__Try it__. The answer is a stretch of the material below, returned exactly: the line containing "pixel 449 100", the line containing "pixel 55 673", and all lines between.

__Supplied material__.
%%
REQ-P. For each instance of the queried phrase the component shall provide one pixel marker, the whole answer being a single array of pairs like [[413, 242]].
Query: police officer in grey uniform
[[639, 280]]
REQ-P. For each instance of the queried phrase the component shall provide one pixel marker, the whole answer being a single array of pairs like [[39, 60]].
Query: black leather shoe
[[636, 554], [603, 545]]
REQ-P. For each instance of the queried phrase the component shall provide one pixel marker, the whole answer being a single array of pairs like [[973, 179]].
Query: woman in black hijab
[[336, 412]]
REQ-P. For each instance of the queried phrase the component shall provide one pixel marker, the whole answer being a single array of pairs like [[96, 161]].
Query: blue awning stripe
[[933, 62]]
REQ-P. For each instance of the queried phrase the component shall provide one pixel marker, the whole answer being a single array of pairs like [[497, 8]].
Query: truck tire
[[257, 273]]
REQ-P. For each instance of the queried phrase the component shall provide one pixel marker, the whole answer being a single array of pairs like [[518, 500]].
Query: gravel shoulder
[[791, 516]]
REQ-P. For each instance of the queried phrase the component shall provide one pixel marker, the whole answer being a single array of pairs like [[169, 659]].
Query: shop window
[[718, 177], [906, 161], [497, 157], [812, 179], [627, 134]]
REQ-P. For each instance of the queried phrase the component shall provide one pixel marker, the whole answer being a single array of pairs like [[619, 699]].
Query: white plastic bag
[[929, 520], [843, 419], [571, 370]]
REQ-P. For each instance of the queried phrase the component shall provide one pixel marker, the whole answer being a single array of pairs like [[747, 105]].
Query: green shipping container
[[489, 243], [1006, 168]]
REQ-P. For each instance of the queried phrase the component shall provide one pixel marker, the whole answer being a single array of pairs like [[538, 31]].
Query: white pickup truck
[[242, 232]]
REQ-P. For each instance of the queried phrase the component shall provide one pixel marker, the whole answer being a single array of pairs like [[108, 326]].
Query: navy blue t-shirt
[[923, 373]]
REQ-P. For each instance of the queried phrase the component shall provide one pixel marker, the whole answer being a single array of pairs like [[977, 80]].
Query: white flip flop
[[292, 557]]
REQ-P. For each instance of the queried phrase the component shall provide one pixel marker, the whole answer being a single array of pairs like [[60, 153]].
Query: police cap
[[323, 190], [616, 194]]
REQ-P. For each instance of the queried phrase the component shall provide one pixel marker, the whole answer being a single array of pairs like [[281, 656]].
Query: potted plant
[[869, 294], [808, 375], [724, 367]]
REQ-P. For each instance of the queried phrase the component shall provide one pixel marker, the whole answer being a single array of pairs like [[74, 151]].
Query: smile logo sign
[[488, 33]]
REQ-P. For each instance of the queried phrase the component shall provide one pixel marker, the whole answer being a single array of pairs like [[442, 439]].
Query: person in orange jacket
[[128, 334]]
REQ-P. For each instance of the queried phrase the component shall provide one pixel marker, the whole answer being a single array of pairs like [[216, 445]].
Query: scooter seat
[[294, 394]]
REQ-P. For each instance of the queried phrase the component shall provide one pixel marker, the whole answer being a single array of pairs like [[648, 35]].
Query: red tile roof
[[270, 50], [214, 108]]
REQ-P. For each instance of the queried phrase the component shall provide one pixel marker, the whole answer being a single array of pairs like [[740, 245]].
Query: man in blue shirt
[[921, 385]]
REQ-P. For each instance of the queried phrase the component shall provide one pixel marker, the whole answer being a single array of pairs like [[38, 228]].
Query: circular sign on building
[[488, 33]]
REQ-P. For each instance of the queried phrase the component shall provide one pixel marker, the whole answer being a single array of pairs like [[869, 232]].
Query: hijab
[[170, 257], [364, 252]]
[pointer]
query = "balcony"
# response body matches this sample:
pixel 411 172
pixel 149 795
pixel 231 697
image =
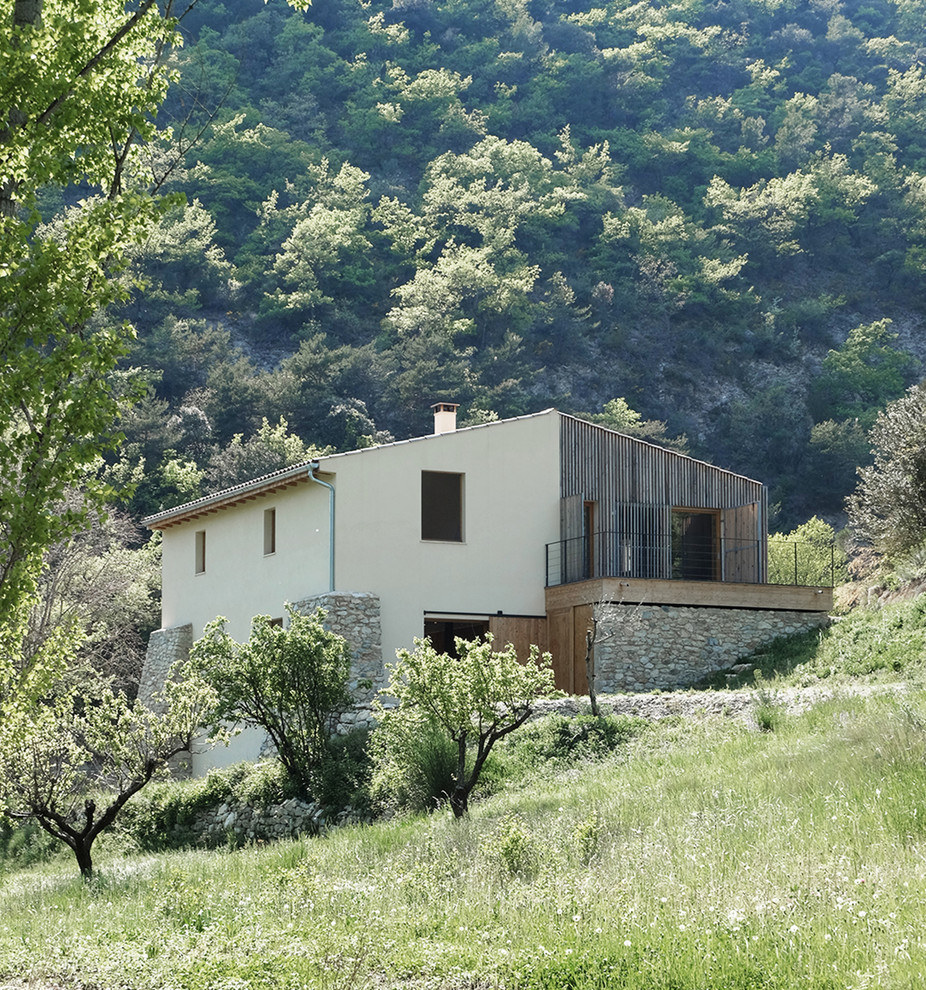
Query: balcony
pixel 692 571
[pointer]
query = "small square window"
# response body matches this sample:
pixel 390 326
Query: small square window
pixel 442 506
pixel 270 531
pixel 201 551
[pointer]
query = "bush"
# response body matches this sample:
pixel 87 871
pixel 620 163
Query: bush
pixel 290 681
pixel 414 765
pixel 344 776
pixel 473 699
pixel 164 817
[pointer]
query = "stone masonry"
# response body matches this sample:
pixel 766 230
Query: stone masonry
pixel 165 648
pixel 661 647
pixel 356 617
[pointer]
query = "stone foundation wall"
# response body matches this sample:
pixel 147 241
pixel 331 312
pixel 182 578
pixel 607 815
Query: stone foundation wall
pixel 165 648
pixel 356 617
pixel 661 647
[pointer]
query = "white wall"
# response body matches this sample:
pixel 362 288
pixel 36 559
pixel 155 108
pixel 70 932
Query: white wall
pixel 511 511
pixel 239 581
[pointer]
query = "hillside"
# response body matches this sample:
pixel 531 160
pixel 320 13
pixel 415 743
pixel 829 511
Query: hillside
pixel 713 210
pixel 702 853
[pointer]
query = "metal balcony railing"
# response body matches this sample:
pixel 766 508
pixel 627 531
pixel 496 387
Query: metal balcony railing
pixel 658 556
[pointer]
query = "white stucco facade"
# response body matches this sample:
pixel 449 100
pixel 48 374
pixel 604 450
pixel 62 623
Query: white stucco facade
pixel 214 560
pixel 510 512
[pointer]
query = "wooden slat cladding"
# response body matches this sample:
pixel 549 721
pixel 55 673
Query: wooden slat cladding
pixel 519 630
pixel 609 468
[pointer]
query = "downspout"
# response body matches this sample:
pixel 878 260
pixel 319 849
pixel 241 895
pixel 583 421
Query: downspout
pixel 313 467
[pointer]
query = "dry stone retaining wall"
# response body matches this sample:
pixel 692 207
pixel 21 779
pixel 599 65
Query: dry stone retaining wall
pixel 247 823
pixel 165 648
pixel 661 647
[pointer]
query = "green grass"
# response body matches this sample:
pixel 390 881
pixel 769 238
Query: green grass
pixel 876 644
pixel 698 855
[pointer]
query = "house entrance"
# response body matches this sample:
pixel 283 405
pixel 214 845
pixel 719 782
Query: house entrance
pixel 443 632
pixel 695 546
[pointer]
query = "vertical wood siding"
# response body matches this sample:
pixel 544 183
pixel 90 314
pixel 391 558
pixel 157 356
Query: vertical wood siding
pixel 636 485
%%
%%
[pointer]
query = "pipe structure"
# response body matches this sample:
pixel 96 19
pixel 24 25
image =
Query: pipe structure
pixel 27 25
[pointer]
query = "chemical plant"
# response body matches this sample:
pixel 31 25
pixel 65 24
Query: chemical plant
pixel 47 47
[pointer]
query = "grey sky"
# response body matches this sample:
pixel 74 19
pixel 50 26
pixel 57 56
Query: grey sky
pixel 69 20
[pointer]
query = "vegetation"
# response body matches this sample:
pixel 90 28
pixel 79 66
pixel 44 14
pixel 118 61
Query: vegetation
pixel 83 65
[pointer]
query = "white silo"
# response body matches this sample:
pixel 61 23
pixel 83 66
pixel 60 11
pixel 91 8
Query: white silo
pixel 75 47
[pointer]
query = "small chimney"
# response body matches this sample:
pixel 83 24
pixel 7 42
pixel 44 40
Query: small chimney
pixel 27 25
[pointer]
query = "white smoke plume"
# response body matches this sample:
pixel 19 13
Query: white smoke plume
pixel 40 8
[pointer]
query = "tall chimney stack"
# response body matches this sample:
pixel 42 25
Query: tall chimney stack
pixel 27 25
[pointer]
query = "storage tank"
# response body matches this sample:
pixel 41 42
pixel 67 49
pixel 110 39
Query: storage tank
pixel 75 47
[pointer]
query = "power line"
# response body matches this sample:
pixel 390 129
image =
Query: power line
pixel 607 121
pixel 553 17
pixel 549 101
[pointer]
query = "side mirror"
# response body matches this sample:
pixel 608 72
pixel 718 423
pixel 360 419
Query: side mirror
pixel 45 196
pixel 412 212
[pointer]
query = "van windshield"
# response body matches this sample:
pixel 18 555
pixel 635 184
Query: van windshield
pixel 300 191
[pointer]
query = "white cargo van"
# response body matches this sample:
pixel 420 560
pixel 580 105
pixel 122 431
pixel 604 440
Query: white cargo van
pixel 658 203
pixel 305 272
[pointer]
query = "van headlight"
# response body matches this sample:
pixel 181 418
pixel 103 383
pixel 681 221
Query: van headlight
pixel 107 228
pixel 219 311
%%
__Task solution__.
pixel 449 100
pixel 48 374
pixel 604 450
pixel 62 623
Query: white stucco facade
pixel 214 560
pixel 510 512
[pointer]
query = "wooden slat cladding"
# response body matches this sample:
pixel 549 721
pixel 55 673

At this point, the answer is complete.